Aim of the exercise »
Could you update all the items below by replacing "photograph" with "image" and writing them out again with everything else unchanged and the pictures left out?

Dataset extract »
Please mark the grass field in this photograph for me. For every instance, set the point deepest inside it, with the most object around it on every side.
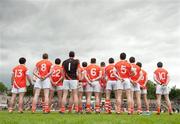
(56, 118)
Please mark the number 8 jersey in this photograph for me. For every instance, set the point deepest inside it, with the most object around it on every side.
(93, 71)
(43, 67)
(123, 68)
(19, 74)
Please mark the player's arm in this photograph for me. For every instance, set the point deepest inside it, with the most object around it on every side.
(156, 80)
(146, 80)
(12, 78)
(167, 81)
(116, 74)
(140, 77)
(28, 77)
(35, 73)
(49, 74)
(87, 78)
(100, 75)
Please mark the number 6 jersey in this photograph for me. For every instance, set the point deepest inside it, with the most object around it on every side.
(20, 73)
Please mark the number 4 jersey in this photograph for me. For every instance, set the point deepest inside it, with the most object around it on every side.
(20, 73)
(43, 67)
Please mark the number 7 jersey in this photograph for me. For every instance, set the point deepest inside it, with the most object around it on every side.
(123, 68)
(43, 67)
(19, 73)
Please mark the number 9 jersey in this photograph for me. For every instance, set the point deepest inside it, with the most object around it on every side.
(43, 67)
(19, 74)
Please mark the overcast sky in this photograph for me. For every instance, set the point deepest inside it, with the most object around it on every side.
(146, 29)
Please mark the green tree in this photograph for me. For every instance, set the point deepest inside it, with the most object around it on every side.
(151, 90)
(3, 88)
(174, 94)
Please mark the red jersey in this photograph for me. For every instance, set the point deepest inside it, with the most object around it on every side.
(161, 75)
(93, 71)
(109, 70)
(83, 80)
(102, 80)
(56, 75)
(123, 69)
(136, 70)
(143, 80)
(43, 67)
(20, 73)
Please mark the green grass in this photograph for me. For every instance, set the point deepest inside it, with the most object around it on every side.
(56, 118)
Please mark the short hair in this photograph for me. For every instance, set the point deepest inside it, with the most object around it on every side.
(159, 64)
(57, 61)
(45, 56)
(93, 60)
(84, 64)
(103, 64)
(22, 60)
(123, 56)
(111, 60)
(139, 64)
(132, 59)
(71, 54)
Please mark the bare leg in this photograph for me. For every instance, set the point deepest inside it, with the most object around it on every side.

Result of the exercise »
Please mark the grass field in this image for me. For every instance, set the point deepest inside it, with the most object around it on every side.
(56, 118)
Please mark the number 8 jersey in this image for me. For every instance, set the point deepest inside it, with the most object around it on every side.
(93, 71)
(43, 67)
(123, 68)
(19, 74)
Please mark the player's arm in this image for me. For every instance, set the point deepest inside it, with the most object around it on every side.
(156, 80)
(146, 80)
(12, 78)
(167, 81)
(116, 74)
(140, 77)
(28, 77)
(35, 73)
(49, 74)
(87, 78)
(100, 75)
Please mark the number 6 jersey in this image for me. For every instance, set the point deepest inside it, with the most object around it on every side.
(20, 73)
Please mark the number 4 jersey in this image for me. For every instance, set the point deepest inside it, with the most object around it on every side.
(20, 73)
(43, 67)
Please mark the number 7 jersey in this image for me. For every instance, set the point deepest inside it, with the most object around it on every side.
(123, 68)
(43, 67)
(19, 73)
Please mark the number 9 jersey in this image for me. For every instance, set the point deepest inside it, with the most object around it on every side.
(43, 67)
(19, 74)
Please mark the overcast sky in this image for me. For every instance, set the point deepest inside it, with the most object around it on every side.
(146, 29)
Please mark the green tree in this image for me. For every instance, set the point deepest inside it, with the most object around it on every side.
(151, 90)
(3, 88)
(174, 94)
Please mark the red jersey in this image for me. For every instance, set the point deepest inside it, with the most object around it on every side.
(161, 75)
(93, 71)
(109, 70)
(83, 80)
(102, 80)
(56, 75)
(123, 69)
(136, 70)
(143, 80)
(43, 67)
(20, 73)
Please mark the green grass in this image for me. For every instance, set the point deepest inside it, with the most object around it on every side.
(56, 118)
Please mark the short hair in this image for me. For every instance, set the point deepest inside it, with the most object around it on every side.
(159, 64)
(57, 61)
(45, 56)
(93, 60)
(84, 64)
(103, 64)
(22, 60)
(123, 56)
(111, 60)
(139, 64)
(132, 59)
(71, 54)
Please mark the bare leg in this image for me. For every instance, set the point deepest inside it, with the most object around it on every side.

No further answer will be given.